▶ WHAT TO PRODUCE:
Restate the data word for word and leave the images out.

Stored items
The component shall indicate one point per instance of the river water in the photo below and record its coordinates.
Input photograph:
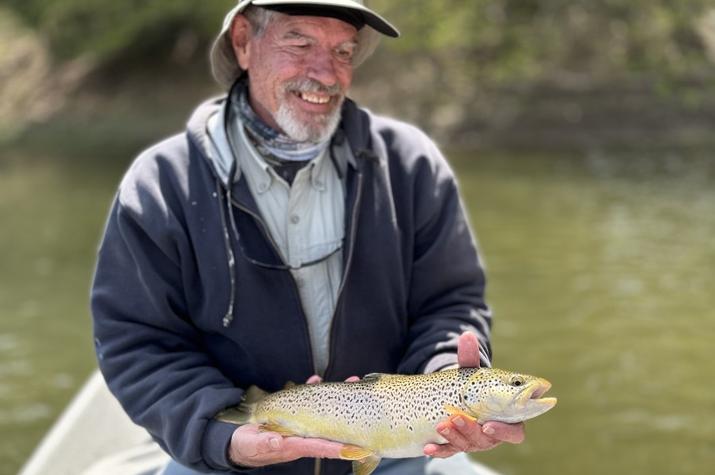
(601, 272)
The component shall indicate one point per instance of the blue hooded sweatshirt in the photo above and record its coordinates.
(184, 321)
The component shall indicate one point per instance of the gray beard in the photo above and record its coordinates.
(302, 132)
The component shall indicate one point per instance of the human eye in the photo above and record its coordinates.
(345, 53)
(297, 41)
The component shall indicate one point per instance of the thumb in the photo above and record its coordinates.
(468, 350)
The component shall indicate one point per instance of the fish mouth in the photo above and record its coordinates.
(532, 396)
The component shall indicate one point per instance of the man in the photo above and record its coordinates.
(287, 234)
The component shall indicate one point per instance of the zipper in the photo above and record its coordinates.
(318, 463)
(348, 262)
(296, 292)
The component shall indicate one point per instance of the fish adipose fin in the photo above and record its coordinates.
(243, 413)
(455, 411)
(373, 376)
(277, 428)
(365, 466)
(353, 452)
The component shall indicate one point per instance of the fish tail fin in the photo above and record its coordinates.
(243, 413)
(366, 465)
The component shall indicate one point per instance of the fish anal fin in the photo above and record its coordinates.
(455, 411)
(277, 428)
(243, 413)
(353, 452)
(234, 415)
(365, 466)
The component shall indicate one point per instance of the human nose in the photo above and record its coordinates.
(322, 68)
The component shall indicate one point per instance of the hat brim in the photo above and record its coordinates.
(369, 17)
(225, 68)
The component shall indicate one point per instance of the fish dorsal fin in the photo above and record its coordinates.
(353, 452)
(243, 413)
(365, 466)
(455, 411)
(253, 395)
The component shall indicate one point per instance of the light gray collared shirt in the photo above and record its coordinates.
(307, 222)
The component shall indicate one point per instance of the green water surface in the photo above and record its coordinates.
(601, 271)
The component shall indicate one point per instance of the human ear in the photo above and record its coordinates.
(241, 34)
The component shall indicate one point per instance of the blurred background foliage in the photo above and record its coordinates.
(471, 71)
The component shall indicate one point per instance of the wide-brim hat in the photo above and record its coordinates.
(224, 65)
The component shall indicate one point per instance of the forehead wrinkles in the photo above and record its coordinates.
(316, 28)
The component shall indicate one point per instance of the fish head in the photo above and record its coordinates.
(504, 396)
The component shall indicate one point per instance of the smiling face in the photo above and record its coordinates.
(299, 69)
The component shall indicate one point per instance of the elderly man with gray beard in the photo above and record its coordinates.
(287, 235)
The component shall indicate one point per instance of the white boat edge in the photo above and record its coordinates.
(94, 436)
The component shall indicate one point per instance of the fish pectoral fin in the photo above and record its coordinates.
(365, 466)
(277, 428)
(353, 452)
(455, 411)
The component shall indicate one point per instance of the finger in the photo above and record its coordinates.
(269, 443)
(468, 350)
(472, 432)
(512, 433)
(440, 450)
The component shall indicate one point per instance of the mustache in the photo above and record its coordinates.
(311, 85)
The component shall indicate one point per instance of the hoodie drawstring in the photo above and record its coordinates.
(228, 317)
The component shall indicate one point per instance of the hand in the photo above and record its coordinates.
(252, 447)
(464, 435)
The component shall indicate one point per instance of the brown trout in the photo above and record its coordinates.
(394, 416)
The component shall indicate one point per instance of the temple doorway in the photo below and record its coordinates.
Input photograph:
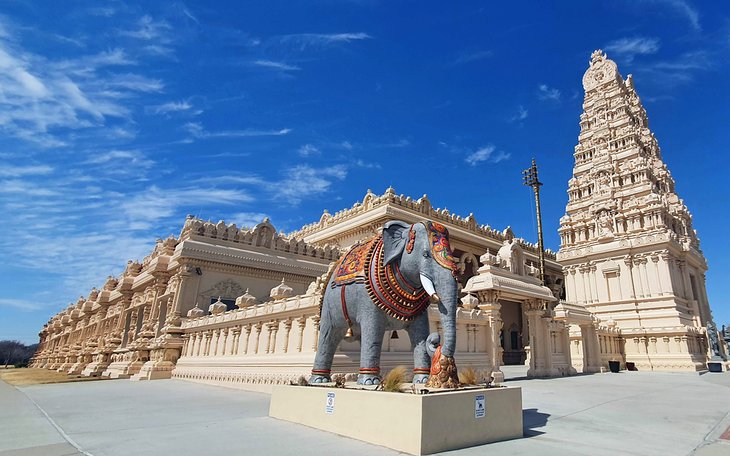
(512, 336)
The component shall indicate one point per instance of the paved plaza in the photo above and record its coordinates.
(639, 413)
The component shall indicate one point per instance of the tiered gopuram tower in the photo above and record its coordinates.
(628, 249)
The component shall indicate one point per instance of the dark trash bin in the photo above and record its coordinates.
(714, 367)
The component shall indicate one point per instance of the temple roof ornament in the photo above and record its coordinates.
(245, 300)
(196, 311)
(217, 307)
(281, 291)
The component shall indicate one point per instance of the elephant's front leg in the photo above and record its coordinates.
(329, 338)
(418, 333)
(371, 345)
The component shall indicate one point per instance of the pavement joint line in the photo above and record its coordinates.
(58, 428)
(618, 399)
(715, 434)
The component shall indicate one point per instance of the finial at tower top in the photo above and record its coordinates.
(601, 71)
(597, 56)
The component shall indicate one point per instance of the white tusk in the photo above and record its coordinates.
(427, 285)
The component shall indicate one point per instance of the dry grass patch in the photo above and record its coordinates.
(32, 376)
(393, 380)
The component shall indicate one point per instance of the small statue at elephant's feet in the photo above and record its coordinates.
(369, 376)
(443, 372)
(320, 376)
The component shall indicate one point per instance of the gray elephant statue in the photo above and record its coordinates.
(385, 284)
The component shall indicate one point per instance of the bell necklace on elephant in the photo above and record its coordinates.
(387, 283)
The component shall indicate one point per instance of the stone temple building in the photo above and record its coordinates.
(239, 306)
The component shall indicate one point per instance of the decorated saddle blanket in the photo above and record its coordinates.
(385, 284)
(351, 268)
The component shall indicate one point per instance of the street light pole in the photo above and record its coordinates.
(530, 179)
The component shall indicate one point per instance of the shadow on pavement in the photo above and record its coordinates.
(531, 419)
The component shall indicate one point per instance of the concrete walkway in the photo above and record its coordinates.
(639, 413)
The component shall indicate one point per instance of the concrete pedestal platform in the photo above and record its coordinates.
(414, 423)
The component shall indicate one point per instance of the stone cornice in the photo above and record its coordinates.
(377, 209)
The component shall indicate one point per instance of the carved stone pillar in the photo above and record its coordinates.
(489, 304)
(247, 337)
(302, 323)
(287, 329)
(315, 320)
(236, 338)
(535, 310)
(591, 349)
(258, 337)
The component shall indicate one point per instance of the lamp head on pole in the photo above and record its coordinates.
(529, 176)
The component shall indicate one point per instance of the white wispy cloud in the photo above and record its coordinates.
(679, 70)
(305, 40)
(122, 159)
(166, 108)
(472, 56)
(487, 153)
(544, 92)
(521, 114)
(631, 47)
(302, 181)
(137, 83)
(44, 99)
(281, 66)
(146, 208)
(307, 150)
(197, 131)
(148, 29)
(682, 8)
(21, 304)
(29, 170)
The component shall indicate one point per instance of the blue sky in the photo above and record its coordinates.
(119, 118)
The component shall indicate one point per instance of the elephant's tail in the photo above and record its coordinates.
(432, 342)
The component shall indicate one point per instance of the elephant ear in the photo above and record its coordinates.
(395, 236)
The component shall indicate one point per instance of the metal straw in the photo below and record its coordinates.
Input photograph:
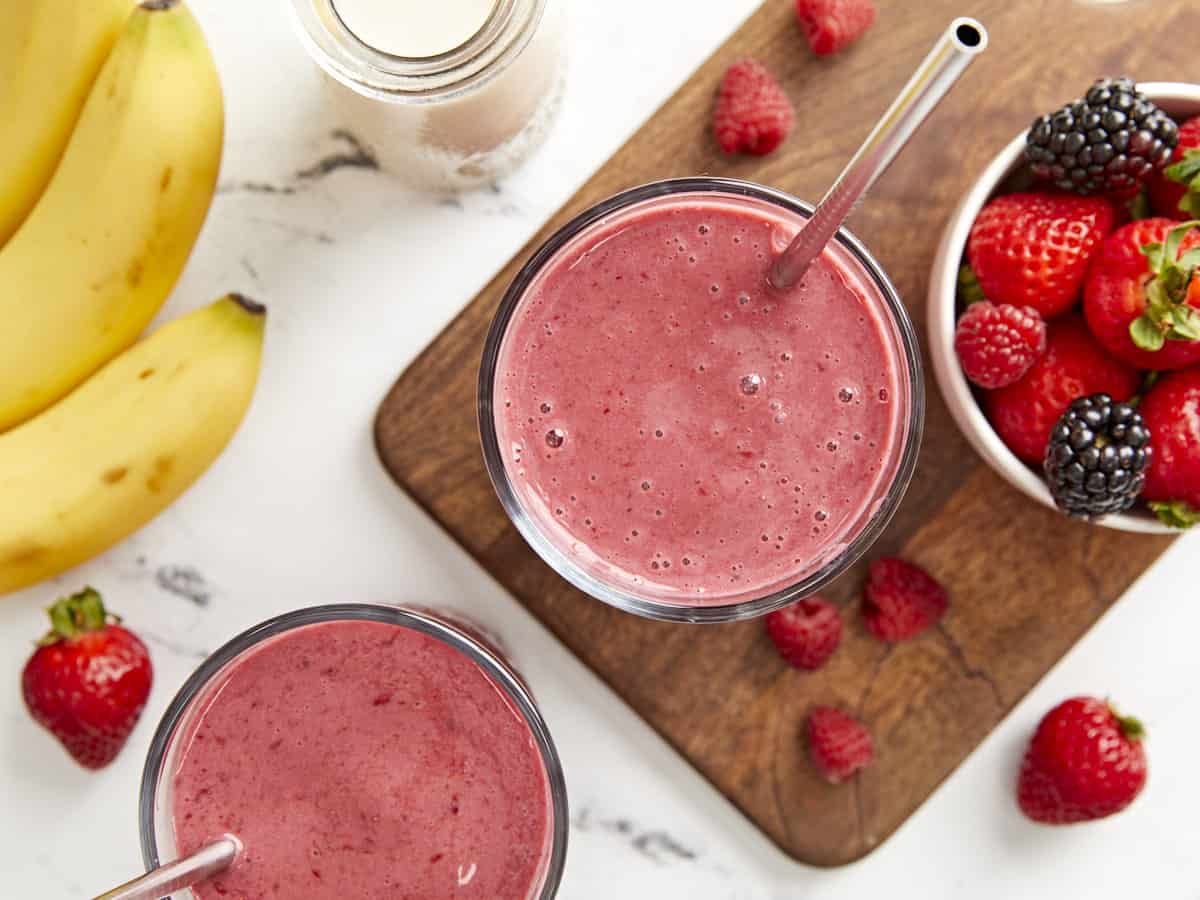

▶ FULL SOLUTION:
The component shall indicate one point per instance of the river water in the photo below and record its coordinates.
Input photograph:
(601, 272)
The component shall indicate one point per instance of the blue hooded sweatshirt in the photo above and record its coordinates.
(184, 321)
The component shall indicate one point per instance of the gray beard in the photo above and record its coordinates.
(302, 132)
The component shall indicate one point per instance of the human eye in the photo above and record its coordinates.
(345, 53)
(297, 41)
The component shall indicate one point per instance of the thumb in the photo above and record its coordinates.
(468, 350)
The component shall indicate one point per instance of the fish mouth in the photo above and record its coordinates.
(532, 396)
The component shall indicate one point per instance of the man in the photo above and record its coordinates.
(287, 234)
The component shall indicate one point per instance of the zipper in the photo above and record its coordinates.
(318, 463)
(348, 262)
(296, 292)
The component shall indicate one point per instance of the fish adipose fin in the photo above and record its coordinates.
(243, 413)
(455, 411)
(373, 376)
(277, 428)
(365, 466)
(353, 452)
The component shall indicate one point per instance of the fish tail fin in the photo above and record its coordinates.
(243, 413)
(366, 465)
The component shall indicate one point per instance of the fish anal fin in the photo above and record its coordinates.
(455, 411)
(277, 428)
(243, 413)
(353, 452)
(234, 415)
(365, 466)
The component shall indicate one point per instance of the human nose in the photo above and record its coordinates.
(322, 68)
The component shall indicate one point per instance of the hat brim in the photo above and record its coordinates.
(369, 17)
(225, 68)
The component shall indicate one point per instance of the fish dorsal fin in the photo above and record its coordinates.
(353, 452)
(243, 413)
(365, 466)
(455, 411)
(253, 395)
The component shall indicate one point per instance of the light gray collared shirt in the photo above and record its coordinates.
(307, 222)
The component shall indicate one point per instance of the green water surface in the photo above and record its coordinates.
(601, 271)
The component shall indicate one point per instance of the human ear in the photo above and record its coordinates.
(241, 34)
The component shall indicate one point per instance of the blurred background foliage in the photo above and record its coordinates.
(471, 71)
The component shall indicate one point per instance of the wide-brim hat in the photo above and record its coordinates.
(224, 65)
The component shall indicate one point per instance of the forehead wrinkles in the photo above and record its coordinates.
(316, 28)
The component shall indicate one point per instance of the fish head in the photo above and record its coordinates.
(504, 396)
The component shall indicate one point per instance of the smiling face in the photo above and record its coordinates.
(299, 69)
The component shall indicate one point per instance of the elderly man with gray beard in the photo above and record its coordinates.
(287, 235)
The component shall indicate one point per instance of the white boat edge in the photo above and record its coordinates.
(94, 436)
The component shall indicate one point per instance of the fish pectoral fin in the photo above and record its coordinates.
(365, 466)
(277, 428)
(353, 452)
(455, 411)
The component shall indicate one point per instance of the finger in the photo above and record its coordinates.
(269, 443)
(468, 350)
(472, 432)
(512, 433)
(440, 450)
The component shall indicate one point per instance of the mustache in the photo above and record its coordinates.
(311, 85)
The component shall indicate one point per instance of the hoodie drawstring in the photo above and record its coordinates.
(228, 317)
The component shall indicate one point per instance of the hand in the photo above and record its coordinates.
(252, 447)
(464, 435)
The component shall indicate one point per instance of the brown trout in the photo above and record its coordinates.
(394, 416)
The component shall indicate one point per instance of the temple doorway in the photo below and record its coordinates.
Input photograph:
(512, 336)
The component shall indicate one point per instance of the paved plaza in the photo above and record its coordinates.
(639, 413)
The component shall indicate one point per instance of the tiered gopuram tower in the photo above and record its coordinates.
(628, 249)
The component shall indicate one point per instance of the dark trash bin in the photo above and record its coordinates.
(714, 367)
The component shall indicate one point per instance of the temple roof ornament in the photo above and record its coordinates.
(245, 300)
(196, 311)
(217, 307)
(281, 291)
The component shall indicate one point per instance of the elephant's front leg in the photo above and record its coordinates.
(329, 338)
(418, 333)
(371, 345)
The component shall indicate one point per instance of the pavement joint line in the photo above and record its coordinates.
(58, 428)
(618, 399)
(715, 434)
The component shall indicate one point per instance of the finial at tower top in the photo above and record its coordinates.
(601, 71)
(597, 56)
The component shall indicate one point per instance of the white tusk in the photo above and record its coordinates.
(427, 285)
The component shall indicate one point per instance of the dry grass patch in the photo above and record its coordinates.
(32, 376)
(393, 380)
The component shall indicate one point per instance of the small statue at elephant's feet in the photo above and record its coordinates.
(369, 376)
(443, 372)
(320, 376)
The component shall indicate one point per instance of the gray elephant statue in the photo above and record its coordinates.
(385, 284)
The component shall indicate one point per instance of the bell necklace on elephant in the photo above and record its coordinates.
(387, 283)
The component shall indicate one point per instance of the stone temple building in the photo above and record its coordinates.
(239, 306)
The component shall indicate one point per instance of the decorated saddle blanket in the photo above and record its coordinates.
(385, 284)
(351, 268)
The component shall indicate one point per instance of the street light pole in the photo above and record its coordinates.
(530, 179)
The component shall indicate one point per instance of the shadow on pavement in the photo above and record its coordinates.
(531, 419)
The component shall indicate one point per instance of the concrete walkway in the photo above and record its coordinates.
(639, 413)
The component shall indicate one point per instance of the concrete pedestal platform in the photo above and record its coordinates.
(414, 423)
The component shall indicate one point per instance of the stone cornice in the photo above and record its coordinates.
(377, 209)
The component shall indicate one point per instance of the carved stone pillar in the photo above and record its coordinates.
(489, 304)
(247, 337)
(302, 323)
(287, 329)
(315, 320)
(236, 338)
(535, 310)
(591, 349)
(258, 337)
The component shall indicate one point per instance of the lamp head on pole in the photo above and record its coordinates.
(529, 176)
The component shall indicate one point per instance of the white wispy cloud in the photo above and record its coordinates.
(679, 70)
(305, 40)
(122, 159)
(166, 108)
(472, 56)
(487, 153)
(544, 92)
(521, 114)
(631, 47)
(302, 181)
(137, 83)
(44, 99)
(281, 66)
(146, 208)
(307, 150)
(197, 131)
(148, 29)
(682, 8)
(21, 304)
(29, 170)
The component shall indicate one point per instance of the blue sky in the photo above and record its coordinates.
(119, 118)
The component shall indicate one point per instance of the elephant's tail in the photo above and record its coordinates.
(432, 342)
The component shall indicate one point per instance of the elephant ear in the photo above and record its coordinates.
(395, 236)
The component shall indicate one point per instance of the metal straw in the photo below and record its coordinates.
Input photograph:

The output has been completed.